— Но почему, дедушка?
— Не старайся понять. Ясновидца или любят или нет. Но не пытайся понять, почему.
— Кто спас его?
— Друг. Он успел схватить его за пояс.
Помолчав, дед добавил:
— Ясновидец никогда не простил ему этого.
Однако, несмотря на приступы уныния, авторитет Ясновидца у последователей постоянно рос, и его влияние усиливалось от субботы к субботе. Люди приходили в Люблин учиться, размышлять, каяться, по-новому устраивать свою внутреннюю жизнь. Одни приходили и уходили, другие оставались.
А Ясновидец сказал: «Странно. Приходя ко мне издалека, люди исполнены печали, возвращаясь домой — веселы и уверены в себе. А я… — долгая пауза — …я остаюсь сумрачным. Мой огонь не светит».
Но этого его последователи не знали и не желали знать. Возможно, так им было легче. Им было довольно и того, что огонь пылает.
Ученики, которых он вел по пути совершенствования, любили его, и их восхищение граничило с поклонением. Одного из них спросили: «Вас было так много, вы были так могущественны, и у вас был такой удивительный Учитель, почему же вы не смогли заставить Мессию явиться?» Без тени улыбки ученик ответил: «Правильный вопрос. Но видите ли, в Люблине мы жили в таком экстазе, что едва чувствовали ужас изгнания».
Невероятная сила внушения, присущая Ясновидцу, выходила за рамки представлений о человеческих возможностях. Борьбу свою он вел в одиночку, победы делил со всеми учениками и последователями.
Отсюда, возможно, и тот престиж и уважение, которыми он пользовался. Маггид из Кожниц и Менахем-Мендл из Риминова принадлежали к числу его союзников, Бер из Радошиц и Нафтали из Ропчиц оставались его преданными поклонниками. Даже Барух из Меджибожа выказывал ему любовь. Принимая его у себя дома как-то в субботу, он спросил: «Говорят, ты ясновидец: скажи, где же мы?» И цадик из Люблина ответил: «Я вижу и нас в Святой Земле. Вот мы приближаемся к Иерусалиму, сейчас мы вступим на святой порог».
И перед глазами обоих возник город, с башнями и стенами, масличными деревьями и журчащим фонтаном.

§ ПРЕДОСТАВЛЕННЫЕ МАТЕРИАЛЫ:
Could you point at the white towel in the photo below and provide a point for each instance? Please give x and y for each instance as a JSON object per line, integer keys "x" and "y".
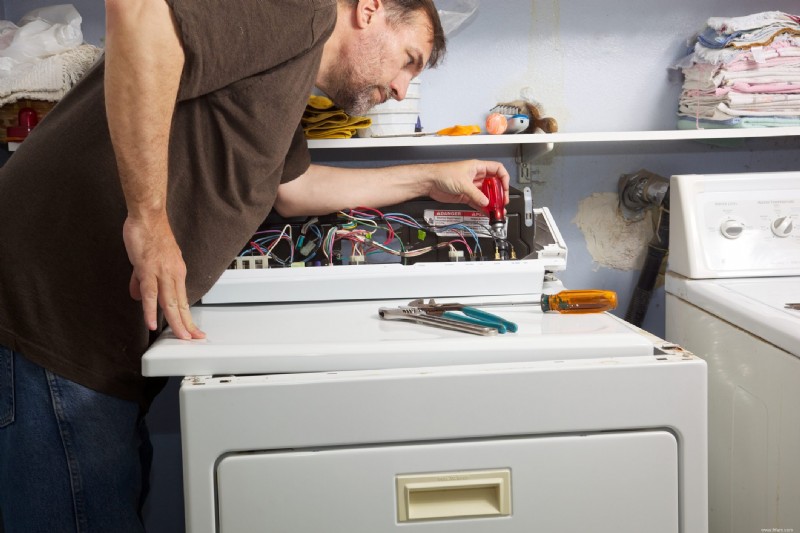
{"x": 50, "y": 78}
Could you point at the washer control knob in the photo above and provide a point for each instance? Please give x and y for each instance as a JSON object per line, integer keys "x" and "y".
{"x": 732, "y": 229}
{"x": 782, "y": 226}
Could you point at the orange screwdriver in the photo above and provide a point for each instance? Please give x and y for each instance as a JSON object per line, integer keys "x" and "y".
{"x": 579, "y": 301}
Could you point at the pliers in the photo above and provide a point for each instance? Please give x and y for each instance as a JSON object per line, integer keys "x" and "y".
{"x": 467, "y": 314}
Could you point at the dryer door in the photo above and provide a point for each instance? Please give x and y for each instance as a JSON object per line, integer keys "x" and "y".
{"x": 624, "y": 482}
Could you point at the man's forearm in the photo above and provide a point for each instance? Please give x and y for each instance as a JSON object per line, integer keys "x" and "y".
{"x": 144, "y": 60}
{"x": 324, "y": 189}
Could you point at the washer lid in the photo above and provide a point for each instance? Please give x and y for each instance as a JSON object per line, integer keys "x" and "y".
{"x": 757, "y": 305}
{"x": 333, "y": 336}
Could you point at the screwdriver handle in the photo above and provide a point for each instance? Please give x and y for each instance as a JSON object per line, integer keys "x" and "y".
{"x": 492, "y": 188}
{"x": 579, "y": 301}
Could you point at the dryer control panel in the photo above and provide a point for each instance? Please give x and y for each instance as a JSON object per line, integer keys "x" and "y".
{"x": 735, "y": 225}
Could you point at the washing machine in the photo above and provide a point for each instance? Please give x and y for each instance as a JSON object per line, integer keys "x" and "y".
{"x": 314, "y": 414}
{"x": 733, "y": 288}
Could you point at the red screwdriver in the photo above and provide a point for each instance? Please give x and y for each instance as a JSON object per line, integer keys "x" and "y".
{"x": 492, "y": 188}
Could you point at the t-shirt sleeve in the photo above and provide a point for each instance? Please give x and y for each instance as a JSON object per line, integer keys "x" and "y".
{"x": 227, "y": 41}
{"x": 297, "y": 159}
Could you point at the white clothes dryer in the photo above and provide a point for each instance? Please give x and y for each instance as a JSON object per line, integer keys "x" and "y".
{"x": 734, "y": 265}
{"x": 319, "y": 416}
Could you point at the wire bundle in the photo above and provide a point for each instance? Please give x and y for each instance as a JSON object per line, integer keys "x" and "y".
{"x": 367, "y": 230}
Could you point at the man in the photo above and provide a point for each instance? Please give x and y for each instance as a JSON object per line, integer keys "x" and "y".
{"x": 145, "y": 181}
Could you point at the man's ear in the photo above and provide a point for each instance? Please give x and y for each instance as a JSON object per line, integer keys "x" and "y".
{"x": 366, "y": 10}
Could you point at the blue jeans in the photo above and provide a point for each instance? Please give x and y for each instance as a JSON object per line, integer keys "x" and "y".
{"x": 71, "y": 459}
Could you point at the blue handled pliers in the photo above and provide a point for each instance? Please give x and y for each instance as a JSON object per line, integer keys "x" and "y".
{"x": 467, "y": 314}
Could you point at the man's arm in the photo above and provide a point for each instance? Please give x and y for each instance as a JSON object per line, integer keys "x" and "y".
{"x": 144, "y": 60}
{"x": 323, "y": 190}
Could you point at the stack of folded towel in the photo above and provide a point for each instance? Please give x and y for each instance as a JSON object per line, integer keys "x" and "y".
{"x": 744, "y": 73}
{"x": 50, "y": 78}
{"x": 323, "y": 120}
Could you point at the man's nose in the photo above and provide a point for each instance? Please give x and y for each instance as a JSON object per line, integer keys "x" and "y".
{"x": 399, "y": 87}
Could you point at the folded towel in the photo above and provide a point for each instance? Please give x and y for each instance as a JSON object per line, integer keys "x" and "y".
{"x": 323, "y": 120}
{"x": 50, "y": 78}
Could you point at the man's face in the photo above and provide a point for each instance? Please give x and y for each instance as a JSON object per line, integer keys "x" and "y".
{"x": 381, "y": 63}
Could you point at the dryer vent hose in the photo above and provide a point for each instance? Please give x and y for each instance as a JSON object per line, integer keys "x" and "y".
{"x": 656, "y": 252}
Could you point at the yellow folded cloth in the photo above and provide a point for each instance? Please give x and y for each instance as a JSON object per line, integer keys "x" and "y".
{"x": 323, "y": 120}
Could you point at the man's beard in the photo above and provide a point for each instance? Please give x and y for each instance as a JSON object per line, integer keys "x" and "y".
{"x": 351, "y": 87}
{"x": 352, "y": 94}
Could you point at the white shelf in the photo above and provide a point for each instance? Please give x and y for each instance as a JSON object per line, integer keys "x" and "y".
{"x": 548, "y": 138}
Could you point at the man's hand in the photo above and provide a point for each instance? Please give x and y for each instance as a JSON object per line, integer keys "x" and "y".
{"x": 159, "y": 274}
{"x": 459, "y": 182}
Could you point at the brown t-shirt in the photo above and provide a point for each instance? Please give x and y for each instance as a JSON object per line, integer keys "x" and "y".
{"x": 64, "y": 272}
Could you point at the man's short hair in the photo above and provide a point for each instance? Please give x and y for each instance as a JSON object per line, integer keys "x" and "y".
{"x": 402, "y": 11}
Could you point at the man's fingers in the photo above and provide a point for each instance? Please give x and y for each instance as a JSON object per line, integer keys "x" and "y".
{"x": 136, "y": 294}
{"x": 176, "y": 310}
{"x": 185, "y": 312}
{"x": 148, "y": 293}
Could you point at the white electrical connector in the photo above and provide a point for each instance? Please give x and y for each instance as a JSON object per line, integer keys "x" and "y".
{"x": 456, "y": 255}
{"x": 251, "y": 262}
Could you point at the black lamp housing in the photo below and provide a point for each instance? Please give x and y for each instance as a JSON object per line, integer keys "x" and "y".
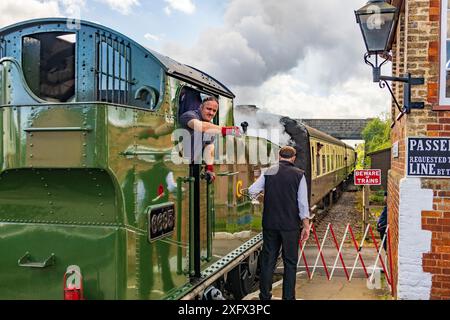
{"x": 378, "y": 22}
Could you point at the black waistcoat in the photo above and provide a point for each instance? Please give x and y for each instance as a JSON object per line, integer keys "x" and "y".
{"x": 281, "y": 210}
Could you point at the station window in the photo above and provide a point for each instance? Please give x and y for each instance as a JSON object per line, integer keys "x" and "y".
{"x": 48, "y": 62}
{"x": 113, "y": 70}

§ ЦЕЛЬ УПРАЖНЕНИЯ: Продолжите текст о Ясновидце из Люблина, начав сразу после его последнего предложения. Записи для работы не понадобятся.

§ ОТВЕТ НА ЗАДАНИЕ:
Известно, что в минуту отчаяния он горестно прошептал: «Горе поколению, чей вождь — я». А еще говорил он: «Люди приходят ко мне потому, что я не понимаю, зачем и почему они приходят». И еще: «Злого человека, знающего, что он зол, я предпочитаю праведнику, сознающему свою святость».
Предъявляя к человеку требование всегда оставаться самим собой и «не вспахивать соседское поле», он сказал: «Есть много дорог, ведущих к совершенству. Каждому дано выбрать свою. И неустанно следуя по ней, мы можем сделать ее дорогой правды, дорогой нашей единственной истины».
Лучший ученик Ясновидца, Еврей из Пшисхи, поймал его на слове — и оставил Учителя. Итак, круг замкнулся. Как и его собственный Учитель, Элимелех из Лизенска, Ясновидец в свой черед был обойден, покинут, предан.
Но, в отличие от Элимелеха, он продолжал борьбу. Вместо того чтобы переживать свою личную трагедию, он, с удвоенной энергией вернулся к работе. Более того, его цель получила новое, универсальное измерение. Он желал — ни более ни менее — положить конец всем войнам, всем конфликтам, он хотел покончить с изгнанием.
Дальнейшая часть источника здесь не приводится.